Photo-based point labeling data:
◇ ◇ ◇ ◇ ◇ ◇ ◇

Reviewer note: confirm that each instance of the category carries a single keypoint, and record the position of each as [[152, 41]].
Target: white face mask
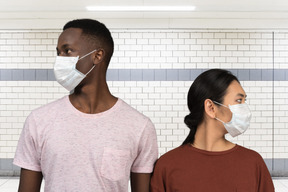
[[66, 73], [241, 116]]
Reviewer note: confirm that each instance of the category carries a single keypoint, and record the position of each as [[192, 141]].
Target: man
[[89, 140]]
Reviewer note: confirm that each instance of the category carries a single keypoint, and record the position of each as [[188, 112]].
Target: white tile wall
[[163, 101]]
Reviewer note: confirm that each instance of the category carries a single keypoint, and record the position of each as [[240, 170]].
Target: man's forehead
[[70, 35]]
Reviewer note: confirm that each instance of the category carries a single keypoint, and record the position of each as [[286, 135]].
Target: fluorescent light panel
[[140, 8]]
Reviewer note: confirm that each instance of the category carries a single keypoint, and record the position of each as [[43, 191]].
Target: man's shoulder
[[49, 107], [131, 111]]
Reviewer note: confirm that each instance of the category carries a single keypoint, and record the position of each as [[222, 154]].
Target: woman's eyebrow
[[241, 95]]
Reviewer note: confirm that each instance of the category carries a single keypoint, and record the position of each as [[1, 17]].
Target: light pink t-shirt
[[79, 152]]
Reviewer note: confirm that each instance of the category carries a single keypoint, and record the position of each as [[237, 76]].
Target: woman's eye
[[239, 100]]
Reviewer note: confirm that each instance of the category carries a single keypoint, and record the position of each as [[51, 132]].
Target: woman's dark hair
[[211, 84], [97, 33]]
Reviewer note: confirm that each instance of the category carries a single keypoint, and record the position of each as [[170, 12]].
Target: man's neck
[[92, 99]]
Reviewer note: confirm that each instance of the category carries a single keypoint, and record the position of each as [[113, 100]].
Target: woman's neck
[[209, 137]]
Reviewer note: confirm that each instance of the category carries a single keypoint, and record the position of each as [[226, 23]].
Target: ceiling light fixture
[[140, 8]]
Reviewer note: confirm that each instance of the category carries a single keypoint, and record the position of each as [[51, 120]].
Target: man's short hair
[[96, 32]]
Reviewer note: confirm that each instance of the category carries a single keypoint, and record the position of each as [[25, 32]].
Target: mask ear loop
[[85, 56], [88, 54], [220, 105]]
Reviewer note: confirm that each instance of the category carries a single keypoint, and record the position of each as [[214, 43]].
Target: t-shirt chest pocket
[[115, 164]]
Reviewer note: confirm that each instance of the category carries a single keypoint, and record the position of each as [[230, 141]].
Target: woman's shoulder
[[252, 154], [174, 154]]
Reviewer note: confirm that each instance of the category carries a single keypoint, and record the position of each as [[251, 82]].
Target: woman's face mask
[[241, 116]]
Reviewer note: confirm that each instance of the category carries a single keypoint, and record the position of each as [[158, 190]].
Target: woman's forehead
[[235, 89]]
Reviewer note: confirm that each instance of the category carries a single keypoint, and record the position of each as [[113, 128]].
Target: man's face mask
[[241, 116], [66, 73]]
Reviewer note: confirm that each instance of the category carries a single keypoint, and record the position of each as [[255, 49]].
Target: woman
[[206, 161]]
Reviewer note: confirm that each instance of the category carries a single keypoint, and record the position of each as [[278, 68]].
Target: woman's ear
[[98, 56], [209, 108]]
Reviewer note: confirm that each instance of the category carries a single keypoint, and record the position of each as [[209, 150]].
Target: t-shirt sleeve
[[147, 150], [265, 180], [27, 153], [157, 183]]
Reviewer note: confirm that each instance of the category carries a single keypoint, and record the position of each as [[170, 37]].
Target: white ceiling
[[13, 12], [202, 6]]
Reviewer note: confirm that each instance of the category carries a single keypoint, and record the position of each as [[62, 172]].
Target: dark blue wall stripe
[[147, 74]]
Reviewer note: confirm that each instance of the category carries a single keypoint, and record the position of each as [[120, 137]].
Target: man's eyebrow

◇ ◇ ◇ ◇ ◇ ◇ ◇

▶ [Exercise aim]: Lay out every line of the items above as a Markdown table with the columns Row and Line, numbering the rows and skipping blank lines. Leave the pictures out.

▶ [Output]:
| Row | Line |
|---|---|
| 1 | Reviewer note: confirm that each instance of the category carries a single keypoint, and record the position of each as [[152, 41]]. |
| 2 | Target: white face mask |
| 3 | [[66, 73], [241, 116]] |
| 4 | Reviewer note: confirm that each instance of the category carries a single keypoint, and record the position of each as [[192, 141]]. |
| 5 | Target: man |
| 6 | [[89, 140]] |
| 7 | Reviewer note: confirm that each instance of the category carries a single keypoint, and record the position of each as [[188, 112]]. |
| 8 | Target: white tile wall |
| 9 | [[163, 101]] |
| 10 | Reviewer note: confirm that each instance of the category carries a single keypoint, and record the position of each as [[240, 170]]. |
| 11 | Target: man's forehead |
| 12 | [[70, 35]] |
| 13 | Reviewer note: confirm that each instance of the category carries a single keypoint, and record the position of each as [[286, 135]]. |
| 14 | Target: fluorescent light panel |
| 15 | [[140, 8]] |
| 16 | Reviewer note: confirm that each instance of the category carries a single keypoint, and record the position of each as [[43, 191]]. |
| 17 | Target: man's shoulder |
| 18 | [[49, 107], [131, 111]] |
| 19 | Reviewer note: confirm that each instance of the category carries a single keypoint, and record the position of each as [[222, 154]]. |
| 20 | Target: woman's eyebrow |
| 21 | [[241, 95]] |
| 22 | Reviewer note: confirm that each instance of the category carries a single keypoint, and record the position of each as [[1, 17]]. |
| 23 | Target: light pink t-shirt |
| 24 | [[79, 152]] |
| 25 | Reviewer note: confirm that each instance of the category carries a single keypoint, and record the position of each as [[237, 76]]. |
| 26 | Target: woman's eye |
| 27 | [[239, 100]] |
| 28 | Reviewer note: confirm that each instance of the category carries a single keypoint, and record the position of each as [[51, 132]]. |
| 29 | Target: woman's dark hair |
| 30 | [[211, 84], [97, 33]] |
| 31 | Reviewer note: confirm that each instance of the category carries a single keypoint, and record the position of each as [[170, 12]]. |
| 32 | Target: man's neck |
| 33 | [[92, 99]] |
| 34 | Reviewer note: confirm that each instance of the category carries a single keypoint, and record the position of each as [[113, 100]]. |
| 35 | Target: woman's neck |
| 36 | [[209, 137]] |
| 37 | Reviewer note: confirm that each instance of the category carries a single keypoint, and record the position of each as [[226, 23]]. |
| 38 | Target: ceiling light fixture |
| 39 | [[140, 8]] |
| 40 | Reviewer note: confirm that each instance of the category carries a single keypoint, and record the position of each as [[51, 120]]. |
| 41 | Target: man's short hair |
| 42 | [[96, 32]] |
| 43 | Reviewer note: confirm that each instance of the category carries a single keypoint, and record the position of each as [[25, 32]]. |
| 44 | Target: mask ear loop |
| 45 | [[85, 56], [88, 54], [220, 105]] |
| 46 | Reviewer note: confirm that each instance of the category carries a single keypoint, and record the position of each as [[214, 43]]. |
| 47 | Target: t-shirt chest pocket |
| 48 | [[115, 164]] |
| 49 | Reviewer note: confirm that each instance of the category carries a single keypoint, and record the position of each as [[230, 141]]. |
| 50 | Target: woman's shoulder |
| 51 | [[252, 154], [174, 154]] |
| 52 | Reviewer note: confirm that each instance of the category carries a single keypoint, and record the position of each as [[251, 82]]. |
| 53 | Target: woman's face mask |
| 54 | [[241, 116]] |
| 55 | Reviewer note: confirm that each instance of the category carries a single keypoint, and record the position of each as [[158, 190]]. |
| 56 | Target: woman's forehead |
| 57 | [[235, 89]] |
| 58 | Reviewer note: confirm that each instance of the category carries a single keypoint, and record the position of each as [[113, 128]]. |
| 59 | Target: man's face mask |
| 60 | [[241, 116], [66, 73]] |
| 61 | Reviewer note: confirm that each instance of the category carries a single keypoint, and record the position of each as [[255, 49]]. |
| 62 | Target: woman |
| 63 | [[206, 161]] |
| 64 | Reviewer note: confirm that each instance of the category carries a single keypoint, and record the position of each as [[278, 68]]. |
| 65 | Target: woman's ear |
| 66 | [[98, 56], [209, 108]] |
| 67 | Reviewer note: confirm that each instance of the category carries a single keypoint, and record the position of each as [[209, 150]]. |
| 68 | Target: t-shirt sleeve |
| 69 | [[147, 150], [265, 180], [27, 153], [157, 183]] |
| 70 | Reviewer note: confirm that each instance of the category carries a single keypoint, and record the position of each as [[170, 37]]. |
| 71 | Target: white ceiling |
| 72 | [[13, 12], [202, 6]] |
| 73 | Reviewer note: confirm that each instance of the category carries a single keypoint, and record the position of each as [[62, 172]]. |
| 74 | Target: dark blue wall stripe |
| 75 | [[147, 74]] |
| 76 | Reviewer note: confirm that each instance of the category carries a single keypoint, and record the position of each as [[120, 137]]. |
| 77 | Target: man's eyebrow |